--- TASK MATERIAL ---

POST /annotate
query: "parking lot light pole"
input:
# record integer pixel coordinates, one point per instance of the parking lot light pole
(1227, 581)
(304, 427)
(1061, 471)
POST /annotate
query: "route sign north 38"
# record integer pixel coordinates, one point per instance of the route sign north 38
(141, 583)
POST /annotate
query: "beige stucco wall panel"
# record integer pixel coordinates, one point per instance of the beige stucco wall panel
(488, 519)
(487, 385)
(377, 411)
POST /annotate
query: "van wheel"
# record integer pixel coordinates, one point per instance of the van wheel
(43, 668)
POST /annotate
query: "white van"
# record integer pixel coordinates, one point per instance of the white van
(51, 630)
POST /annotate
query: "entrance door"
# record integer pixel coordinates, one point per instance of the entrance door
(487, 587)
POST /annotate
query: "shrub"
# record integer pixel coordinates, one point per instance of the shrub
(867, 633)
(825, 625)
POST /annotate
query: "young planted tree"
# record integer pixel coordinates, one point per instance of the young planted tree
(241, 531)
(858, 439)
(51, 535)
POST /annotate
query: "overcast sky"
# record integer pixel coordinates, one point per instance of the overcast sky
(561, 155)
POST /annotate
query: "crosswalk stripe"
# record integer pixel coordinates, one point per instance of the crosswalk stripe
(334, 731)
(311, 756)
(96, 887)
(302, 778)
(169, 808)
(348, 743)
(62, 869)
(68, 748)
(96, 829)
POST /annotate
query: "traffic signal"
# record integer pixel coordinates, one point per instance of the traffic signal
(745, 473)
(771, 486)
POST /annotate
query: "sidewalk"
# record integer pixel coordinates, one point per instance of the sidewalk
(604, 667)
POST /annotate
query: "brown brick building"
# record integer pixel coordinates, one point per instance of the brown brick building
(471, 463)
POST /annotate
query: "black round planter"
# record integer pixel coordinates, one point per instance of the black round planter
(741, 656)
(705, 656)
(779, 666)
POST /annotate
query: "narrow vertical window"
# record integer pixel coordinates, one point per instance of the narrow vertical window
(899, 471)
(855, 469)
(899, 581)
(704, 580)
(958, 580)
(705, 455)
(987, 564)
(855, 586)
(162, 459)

---

• _WORK TO BE COMPLETED_: Repeat every line of the data, exactly and in full.

• _ANSWER FOR THE TASK_:
POST /annotate
query: "parking lot light pole"
input:
# record integer pixel coordinates, one point per instance of the parking lot light pole
(1227, 581)
(304, 427)
(1061, 471)
POST /annotate
query: "route sign north 38"
# record integer pixel coordinates, one point per instance of the route sign north 38
(141, 583)
POST /annotate
query: "beige stucco wall panel"
# record integer pixel coordinates, one point per instance of the beige stucco wall panel
(488, 519)
(487, 385)
(377, 411)
POST /annotate
query: "van wheel"
# record integer pixel coordinates, one point per instance of the van wheel
(43, 668)
POST /annotate
query: "white van"
# record integer pixel coordinates, one point per instance of the white van
(51, 630)
POST /annotate
query: "entrance door"
# record integer pixel coordinates, one point per instance of the entrance door
(487, 587)
POST /annotate
query: "shrub"
# record integer pixel coordinates, one point per instance of the shrub
(867, 633)
(825, 625)
POST /annotate
query: "young planted tree"
# record integer pixel coordinates, one point per instance of the young planted tree
(241, 531)
(858, 439)
(51, 535)
POST /annotate
query: "overcast sky"
# record integer pixel coordinates, one point per instance of the overcast sky
(561, 155)
POST /annotate
query: "crosswalk stripe"
# record integer pixel coordinates, one point per instance of the crosswalk stripe
(334, 731)
(311, 756)
(96, 887)
(302, 778)
(169, 808)
(348, 743)
(62, 869)
(68, 748)
(96, 829)
POST /annotate
query: "traffic signal"
# record integer pixel coordinates, one point per instance of the traffic signal
(745, 473)
(771, 486)
POST /annotate
query: "sidewalk"
# record integer pixel coordinates, one point per instance of the sidewalk
(604, 667)
POST /annotate
query: "brown brick building"
# record integer pixel coordinates, one point per instance of the brown brick building
(471, 463)
POST /annotate
query: "black round planter"
# record integer pixel coordinates, one point per instance of the black round planter
(741, 656)
(705, 656)
(779, 666)
POST /annotate
query: "narrow vertical window"
# record integer pixel coordinates, one point per instance of the narrow vertical window
(899, 471)
(855, 469)
(899, 581)
(704, 580)
(958, 580)
(705, 455)
(987, 564)
(855, 586)
(162, 459)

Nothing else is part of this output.